THE EXERCISE: Transcribe, word for word, the line containing "Each instance receives one keypoint. Annotate the damaged bumper" and each line following it through the end of the listing below. Omit all other lines.

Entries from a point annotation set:

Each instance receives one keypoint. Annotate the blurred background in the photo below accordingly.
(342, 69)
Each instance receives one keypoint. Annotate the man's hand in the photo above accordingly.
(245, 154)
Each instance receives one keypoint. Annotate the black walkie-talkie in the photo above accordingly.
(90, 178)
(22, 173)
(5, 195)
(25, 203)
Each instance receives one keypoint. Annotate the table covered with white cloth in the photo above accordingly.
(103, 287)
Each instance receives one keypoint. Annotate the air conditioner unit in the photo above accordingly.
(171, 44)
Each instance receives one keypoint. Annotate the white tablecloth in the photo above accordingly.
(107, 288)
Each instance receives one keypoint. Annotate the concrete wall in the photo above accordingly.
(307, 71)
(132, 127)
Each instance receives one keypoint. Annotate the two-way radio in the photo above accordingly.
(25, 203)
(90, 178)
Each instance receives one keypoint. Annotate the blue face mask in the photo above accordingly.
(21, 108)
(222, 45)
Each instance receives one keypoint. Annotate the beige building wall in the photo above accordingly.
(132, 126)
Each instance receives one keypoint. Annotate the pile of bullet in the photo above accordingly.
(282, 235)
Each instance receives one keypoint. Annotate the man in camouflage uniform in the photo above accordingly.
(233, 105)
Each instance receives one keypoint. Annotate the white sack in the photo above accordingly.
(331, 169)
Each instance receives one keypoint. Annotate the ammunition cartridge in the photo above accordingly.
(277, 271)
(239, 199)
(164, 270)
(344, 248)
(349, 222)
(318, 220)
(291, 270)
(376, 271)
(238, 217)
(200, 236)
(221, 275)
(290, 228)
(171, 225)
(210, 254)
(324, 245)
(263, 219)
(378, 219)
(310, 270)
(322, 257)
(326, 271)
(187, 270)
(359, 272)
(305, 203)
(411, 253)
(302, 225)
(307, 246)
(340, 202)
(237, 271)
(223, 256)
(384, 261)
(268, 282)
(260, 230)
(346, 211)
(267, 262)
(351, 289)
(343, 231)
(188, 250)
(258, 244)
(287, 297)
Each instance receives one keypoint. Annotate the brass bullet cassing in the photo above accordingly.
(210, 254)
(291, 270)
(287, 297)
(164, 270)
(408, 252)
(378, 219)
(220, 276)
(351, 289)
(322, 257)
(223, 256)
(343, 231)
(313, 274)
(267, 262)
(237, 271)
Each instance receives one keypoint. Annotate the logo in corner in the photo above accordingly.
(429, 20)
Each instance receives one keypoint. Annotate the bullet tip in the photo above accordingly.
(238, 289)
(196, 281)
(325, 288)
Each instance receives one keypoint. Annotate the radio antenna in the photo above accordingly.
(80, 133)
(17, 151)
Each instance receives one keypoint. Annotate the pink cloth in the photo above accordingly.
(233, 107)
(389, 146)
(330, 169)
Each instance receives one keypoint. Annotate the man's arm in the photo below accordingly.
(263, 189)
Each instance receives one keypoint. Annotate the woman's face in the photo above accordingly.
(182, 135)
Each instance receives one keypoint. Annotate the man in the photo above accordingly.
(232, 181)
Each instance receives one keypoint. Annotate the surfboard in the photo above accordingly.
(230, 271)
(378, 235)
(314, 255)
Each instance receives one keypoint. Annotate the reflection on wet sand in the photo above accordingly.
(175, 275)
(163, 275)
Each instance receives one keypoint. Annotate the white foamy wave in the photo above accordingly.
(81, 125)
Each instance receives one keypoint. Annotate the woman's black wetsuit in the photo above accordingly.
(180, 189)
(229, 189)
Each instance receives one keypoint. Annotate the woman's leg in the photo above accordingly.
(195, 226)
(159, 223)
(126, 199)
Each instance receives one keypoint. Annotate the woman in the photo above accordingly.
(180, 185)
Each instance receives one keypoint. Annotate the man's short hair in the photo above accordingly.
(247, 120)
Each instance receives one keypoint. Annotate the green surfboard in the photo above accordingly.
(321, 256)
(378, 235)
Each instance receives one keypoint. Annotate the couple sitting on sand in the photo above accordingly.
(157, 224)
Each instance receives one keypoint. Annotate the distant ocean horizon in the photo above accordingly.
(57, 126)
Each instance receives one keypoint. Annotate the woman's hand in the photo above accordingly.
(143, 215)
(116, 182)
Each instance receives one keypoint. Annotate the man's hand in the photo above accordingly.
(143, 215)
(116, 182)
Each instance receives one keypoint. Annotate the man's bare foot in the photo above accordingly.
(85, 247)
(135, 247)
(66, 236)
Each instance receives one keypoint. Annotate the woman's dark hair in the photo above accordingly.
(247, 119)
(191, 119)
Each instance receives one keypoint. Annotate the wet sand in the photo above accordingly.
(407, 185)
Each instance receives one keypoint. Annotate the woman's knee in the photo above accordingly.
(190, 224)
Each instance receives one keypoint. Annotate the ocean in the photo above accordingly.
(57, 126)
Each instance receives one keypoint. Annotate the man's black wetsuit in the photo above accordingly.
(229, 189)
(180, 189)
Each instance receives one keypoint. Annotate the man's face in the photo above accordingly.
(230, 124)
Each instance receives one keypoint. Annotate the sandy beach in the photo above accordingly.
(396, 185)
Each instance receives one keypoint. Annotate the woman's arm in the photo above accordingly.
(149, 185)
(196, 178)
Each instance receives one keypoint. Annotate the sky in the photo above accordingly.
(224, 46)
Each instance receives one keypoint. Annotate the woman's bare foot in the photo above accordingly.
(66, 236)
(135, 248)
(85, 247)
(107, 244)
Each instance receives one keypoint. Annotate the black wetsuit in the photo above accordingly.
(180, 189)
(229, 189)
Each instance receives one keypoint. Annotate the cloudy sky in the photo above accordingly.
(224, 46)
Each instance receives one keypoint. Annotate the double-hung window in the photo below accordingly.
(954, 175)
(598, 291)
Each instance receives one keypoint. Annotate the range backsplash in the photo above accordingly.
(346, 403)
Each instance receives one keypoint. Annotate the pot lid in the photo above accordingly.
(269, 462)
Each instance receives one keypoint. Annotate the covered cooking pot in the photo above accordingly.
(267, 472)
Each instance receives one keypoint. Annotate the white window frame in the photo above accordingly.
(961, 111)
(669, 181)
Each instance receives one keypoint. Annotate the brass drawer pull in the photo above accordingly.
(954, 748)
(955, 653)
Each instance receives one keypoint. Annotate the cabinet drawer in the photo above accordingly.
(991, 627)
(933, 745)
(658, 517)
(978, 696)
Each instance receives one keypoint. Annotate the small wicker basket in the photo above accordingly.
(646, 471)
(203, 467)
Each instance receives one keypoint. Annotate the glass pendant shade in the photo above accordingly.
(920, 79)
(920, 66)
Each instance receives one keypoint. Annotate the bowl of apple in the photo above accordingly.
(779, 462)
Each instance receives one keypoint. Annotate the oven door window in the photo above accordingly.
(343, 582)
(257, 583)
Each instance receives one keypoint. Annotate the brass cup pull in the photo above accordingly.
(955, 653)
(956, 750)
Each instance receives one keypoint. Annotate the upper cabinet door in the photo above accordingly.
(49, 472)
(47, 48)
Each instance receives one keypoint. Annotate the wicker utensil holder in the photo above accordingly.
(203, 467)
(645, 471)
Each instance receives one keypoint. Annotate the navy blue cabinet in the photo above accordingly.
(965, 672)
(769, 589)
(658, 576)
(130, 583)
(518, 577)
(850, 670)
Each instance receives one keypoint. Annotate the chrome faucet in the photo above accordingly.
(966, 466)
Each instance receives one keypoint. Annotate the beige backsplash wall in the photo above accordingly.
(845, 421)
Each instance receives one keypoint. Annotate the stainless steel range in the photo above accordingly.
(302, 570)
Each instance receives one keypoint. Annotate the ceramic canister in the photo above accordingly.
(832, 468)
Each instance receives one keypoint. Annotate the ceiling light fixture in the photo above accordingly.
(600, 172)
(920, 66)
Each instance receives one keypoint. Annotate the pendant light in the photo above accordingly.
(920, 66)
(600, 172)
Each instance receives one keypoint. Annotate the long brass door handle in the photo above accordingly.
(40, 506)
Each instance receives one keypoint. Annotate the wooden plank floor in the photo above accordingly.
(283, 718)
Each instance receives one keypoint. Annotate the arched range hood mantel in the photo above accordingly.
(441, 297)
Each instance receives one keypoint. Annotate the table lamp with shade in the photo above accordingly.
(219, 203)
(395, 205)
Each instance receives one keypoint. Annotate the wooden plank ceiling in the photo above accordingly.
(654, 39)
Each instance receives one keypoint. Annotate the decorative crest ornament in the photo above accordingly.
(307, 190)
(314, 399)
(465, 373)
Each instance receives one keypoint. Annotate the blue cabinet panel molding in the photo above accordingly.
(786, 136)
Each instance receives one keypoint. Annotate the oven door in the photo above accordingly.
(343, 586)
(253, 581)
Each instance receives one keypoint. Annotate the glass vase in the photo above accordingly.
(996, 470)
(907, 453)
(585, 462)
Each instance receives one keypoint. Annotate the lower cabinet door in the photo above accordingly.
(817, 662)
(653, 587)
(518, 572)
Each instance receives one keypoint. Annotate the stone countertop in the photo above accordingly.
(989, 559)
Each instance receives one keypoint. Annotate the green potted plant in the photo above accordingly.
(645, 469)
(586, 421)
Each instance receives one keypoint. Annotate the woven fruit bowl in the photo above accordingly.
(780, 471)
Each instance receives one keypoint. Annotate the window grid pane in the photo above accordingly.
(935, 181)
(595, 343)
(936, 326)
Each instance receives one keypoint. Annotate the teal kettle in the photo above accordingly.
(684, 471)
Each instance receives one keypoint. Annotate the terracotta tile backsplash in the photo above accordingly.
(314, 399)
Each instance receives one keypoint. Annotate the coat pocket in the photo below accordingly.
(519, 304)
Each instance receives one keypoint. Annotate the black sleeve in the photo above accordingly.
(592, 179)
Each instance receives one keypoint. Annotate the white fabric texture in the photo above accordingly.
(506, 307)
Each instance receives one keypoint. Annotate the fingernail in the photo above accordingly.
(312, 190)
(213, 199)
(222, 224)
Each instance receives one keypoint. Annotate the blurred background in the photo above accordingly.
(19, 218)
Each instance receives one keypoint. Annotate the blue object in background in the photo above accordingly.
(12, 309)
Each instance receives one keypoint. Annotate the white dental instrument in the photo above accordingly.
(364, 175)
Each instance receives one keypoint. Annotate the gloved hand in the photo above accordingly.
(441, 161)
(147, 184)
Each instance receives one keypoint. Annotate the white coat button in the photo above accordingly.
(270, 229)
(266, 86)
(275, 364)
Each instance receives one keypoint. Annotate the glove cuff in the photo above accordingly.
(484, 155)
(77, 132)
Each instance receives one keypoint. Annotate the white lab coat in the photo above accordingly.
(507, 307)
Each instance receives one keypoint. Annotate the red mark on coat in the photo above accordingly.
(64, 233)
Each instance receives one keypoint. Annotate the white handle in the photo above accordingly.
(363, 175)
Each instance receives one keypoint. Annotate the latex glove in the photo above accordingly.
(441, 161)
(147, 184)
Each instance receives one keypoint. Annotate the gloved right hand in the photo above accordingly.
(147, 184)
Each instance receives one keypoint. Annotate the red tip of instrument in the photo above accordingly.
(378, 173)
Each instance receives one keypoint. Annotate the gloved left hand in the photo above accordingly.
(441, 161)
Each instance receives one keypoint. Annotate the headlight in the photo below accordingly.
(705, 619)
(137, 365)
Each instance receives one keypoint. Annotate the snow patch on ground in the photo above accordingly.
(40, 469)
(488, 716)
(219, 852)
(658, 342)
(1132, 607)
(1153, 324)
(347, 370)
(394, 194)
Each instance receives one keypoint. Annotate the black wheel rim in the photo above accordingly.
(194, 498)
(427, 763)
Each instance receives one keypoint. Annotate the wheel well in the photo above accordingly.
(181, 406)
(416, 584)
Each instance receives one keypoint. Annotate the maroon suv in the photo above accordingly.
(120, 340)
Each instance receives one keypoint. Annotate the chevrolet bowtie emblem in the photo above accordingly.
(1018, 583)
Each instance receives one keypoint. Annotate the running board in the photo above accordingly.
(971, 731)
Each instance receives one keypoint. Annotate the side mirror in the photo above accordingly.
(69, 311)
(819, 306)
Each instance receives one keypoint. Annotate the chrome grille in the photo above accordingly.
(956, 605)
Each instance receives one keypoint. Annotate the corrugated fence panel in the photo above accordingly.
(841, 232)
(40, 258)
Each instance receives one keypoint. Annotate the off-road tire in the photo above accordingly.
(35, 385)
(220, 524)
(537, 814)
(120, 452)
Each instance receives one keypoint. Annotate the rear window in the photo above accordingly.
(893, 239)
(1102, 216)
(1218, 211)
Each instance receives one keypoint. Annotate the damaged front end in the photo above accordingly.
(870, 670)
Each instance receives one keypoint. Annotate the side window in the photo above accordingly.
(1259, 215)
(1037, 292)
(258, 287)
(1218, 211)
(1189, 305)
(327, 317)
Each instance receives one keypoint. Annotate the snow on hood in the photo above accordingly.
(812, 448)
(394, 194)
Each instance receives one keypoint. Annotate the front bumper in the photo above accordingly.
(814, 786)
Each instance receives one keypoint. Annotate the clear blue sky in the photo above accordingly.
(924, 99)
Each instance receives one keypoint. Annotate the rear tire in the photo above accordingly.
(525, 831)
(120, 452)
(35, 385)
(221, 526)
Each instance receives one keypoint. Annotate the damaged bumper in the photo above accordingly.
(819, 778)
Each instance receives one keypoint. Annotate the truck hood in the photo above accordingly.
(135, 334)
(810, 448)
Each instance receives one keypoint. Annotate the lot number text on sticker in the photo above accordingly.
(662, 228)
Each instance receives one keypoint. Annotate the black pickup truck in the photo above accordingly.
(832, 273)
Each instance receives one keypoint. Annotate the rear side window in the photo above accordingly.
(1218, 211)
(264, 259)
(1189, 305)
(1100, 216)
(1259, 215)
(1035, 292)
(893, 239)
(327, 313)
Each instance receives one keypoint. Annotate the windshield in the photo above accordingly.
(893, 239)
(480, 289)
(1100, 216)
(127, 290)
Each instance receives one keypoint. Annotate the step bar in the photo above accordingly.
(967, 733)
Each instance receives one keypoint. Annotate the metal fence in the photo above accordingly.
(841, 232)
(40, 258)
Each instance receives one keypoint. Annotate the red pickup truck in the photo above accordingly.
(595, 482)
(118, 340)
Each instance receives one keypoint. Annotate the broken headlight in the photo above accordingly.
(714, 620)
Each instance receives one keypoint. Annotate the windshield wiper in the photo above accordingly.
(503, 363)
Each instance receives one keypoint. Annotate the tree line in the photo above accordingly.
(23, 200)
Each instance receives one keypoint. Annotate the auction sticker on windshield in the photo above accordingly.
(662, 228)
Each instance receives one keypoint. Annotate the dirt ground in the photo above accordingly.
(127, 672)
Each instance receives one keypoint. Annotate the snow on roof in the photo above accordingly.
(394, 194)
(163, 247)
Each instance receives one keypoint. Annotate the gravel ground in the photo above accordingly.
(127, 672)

FINAL ANSWER:
Each instance receives one keypoint. Annotate the damaged bumper in the photo above accordingly.
(819, 778)
Each instance receives one keypoint. Annotate the truck hood in the photo above accordingly.
(135, 334)
(810, 448)
Each instance receives one keypoint. Annotate the lot number text on sticker in the photo above accordingly.
(662, 228)
Each instance receives one keypoint. Annotate the black pickup truck in the photo above accordingly.
(832, 273)
Each instance receives one keypoint. Annotate the rear side window in the photo above accordingly.
(1218, 211)
(264, 259)
(1189, 305)
(1100, 216)
(1259, 215)
(1035, 292)
(893, 239)
(327, 313)
Each instance receives one keypoint. Annotate the windshield in the photo above accordingly.
(893, 239)
(480, 289)
(1100, 216)
(127, 290)
Each instance receives one keypoint. Annotate the step bar in the photo above accordingly.
(967, 733)
Each instance receives one keypoint. Annotate the metal fence in the photo above accordingly.
(841, 232)
(40, 258)
Each instance receives one keypoint. Annotate the red pickup truck in the photo above accordingly.
(595, 482)
(118, 340)
Each instance receives one keypoint. Annotate the broken headlight in the photo above accordingly.
(714, 620)
Each instance receives one keypoint. Annotate the windshield wiper in the photo above accordingly.
(503, 363)
Each instance receives one keypoint. Annotate the tree line in the photo above accordingly.
(23, 200)
Each instance receives one keypoint. Annotate the auction sticker on windshield in the photo above accordingly.
(662, 228)
Each instance receives one keypoint. Annotate the dirt ground in the photo above accordingly.
(127, 672)
Each instance receives one keypoint. Annotate the snow on roof in the photo above accordingly.
(394, 194)
(163, 247)
Each instance receives one keypoint. Annotate the gravel ground in the photo above accordingly.
(127, 672)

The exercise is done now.